| Given task |
Please reproduce the listing below word for word, changing nothing.

| Supplied entries |
....
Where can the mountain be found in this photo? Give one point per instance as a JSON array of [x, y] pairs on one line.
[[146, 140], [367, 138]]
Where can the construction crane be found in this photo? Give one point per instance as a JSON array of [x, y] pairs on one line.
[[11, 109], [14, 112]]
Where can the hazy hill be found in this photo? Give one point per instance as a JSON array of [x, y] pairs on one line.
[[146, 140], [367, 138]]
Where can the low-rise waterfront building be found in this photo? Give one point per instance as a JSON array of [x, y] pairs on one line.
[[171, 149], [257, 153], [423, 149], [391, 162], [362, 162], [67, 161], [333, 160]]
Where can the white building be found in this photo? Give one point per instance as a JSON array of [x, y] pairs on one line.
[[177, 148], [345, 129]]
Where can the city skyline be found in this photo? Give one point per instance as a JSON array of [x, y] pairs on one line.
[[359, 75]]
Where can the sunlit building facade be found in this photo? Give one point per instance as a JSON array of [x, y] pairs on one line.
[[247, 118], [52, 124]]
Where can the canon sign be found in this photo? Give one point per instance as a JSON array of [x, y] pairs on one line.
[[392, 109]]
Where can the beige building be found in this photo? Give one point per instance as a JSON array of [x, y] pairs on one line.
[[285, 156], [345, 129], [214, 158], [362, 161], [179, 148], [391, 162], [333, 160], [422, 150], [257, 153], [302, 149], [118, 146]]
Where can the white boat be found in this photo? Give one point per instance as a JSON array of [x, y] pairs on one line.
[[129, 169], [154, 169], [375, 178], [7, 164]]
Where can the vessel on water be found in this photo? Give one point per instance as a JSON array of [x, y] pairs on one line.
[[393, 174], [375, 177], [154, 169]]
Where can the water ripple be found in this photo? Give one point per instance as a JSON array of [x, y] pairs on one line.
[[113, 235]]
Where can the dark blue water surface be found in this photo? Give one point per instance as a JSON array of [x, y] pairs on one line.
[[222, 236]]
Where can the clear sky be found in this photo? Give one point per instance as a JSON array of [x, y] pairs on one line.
....
| Task output |
Where can the mountain be found in this photo? Give one point per instance as a JSON array of [x, y] pairs on one line.
[[146, 140], [367, 138]]
Where can the construction crane be found in this photo? Give one point per instance as a JSON array of [x, y] pairs on one line.
[[11, 109], [14, 112]]
Where can the hazy hill be found in this photo? Give one point per instance as a JSON array of [x, y] pairs on one line.
[[146, 140], [367, 138]]
Where can the low-rise waterfront building be found in this photo? Give one point per instance as a JSON array of [x, y] pairs on one line.
[[171, 149], [257, 153], [423, 149], [391, 162], [362, 162], [67, 161], [333, 160]]
Where can the white building be found in this photo? Give one point per instance as a JSON array of [x, y] pairs on one line.
[[177, 148], [345, 129]]
Where can the city skyline be found in this photo? Give one point per instance as a JSON array of [x, y] pairs on one line.
[[359, 75]]
Where can the sunlit building facade be found in this photo? Give one point per instance as a JSON array of [x, y] pairs on one line.
[[247, 118], [52, 124]]
Where can the canon sign be found in this photo? Give one point per instance as a JSON array of [x, y] pairs on one line.
[[392, 109]]
Where can the beige building be found in this photo? Give one point per instance as a JSON array of [x, y] pairs on one line.
[[285, 156], [345, 129], [214, 158], [362, 161], [179, 148], [391, 162], [333, 160], [422, 150], [257, 153], [302, 149], [118, 146]]
Where can the white boat be found in this photo? Give one point per instance as a JSON array of [x, y] pairs on one line.
[[129, 169], [154, 169], [375, 178], [7, 164]]
Where can the vessel on water be found in this photo? Give one point per instance as a JSON array of [x, y] pairs on one line.
[[393, 174], [375, 177], [154, 169]]
Where can the water ripple be found in this photo? Give one point per instance as a JSON array of [x, y] pairs on one line.
[[113, 235]]
Where can the dark blue water surface be found in this photo? Give one point per instance as a JSON array of [x, y] pairs on one line.
[[222, 236]]
Where can the clear sky be found in this photo? Give one point per instance as a JSON array of [x, y] pairs on one line.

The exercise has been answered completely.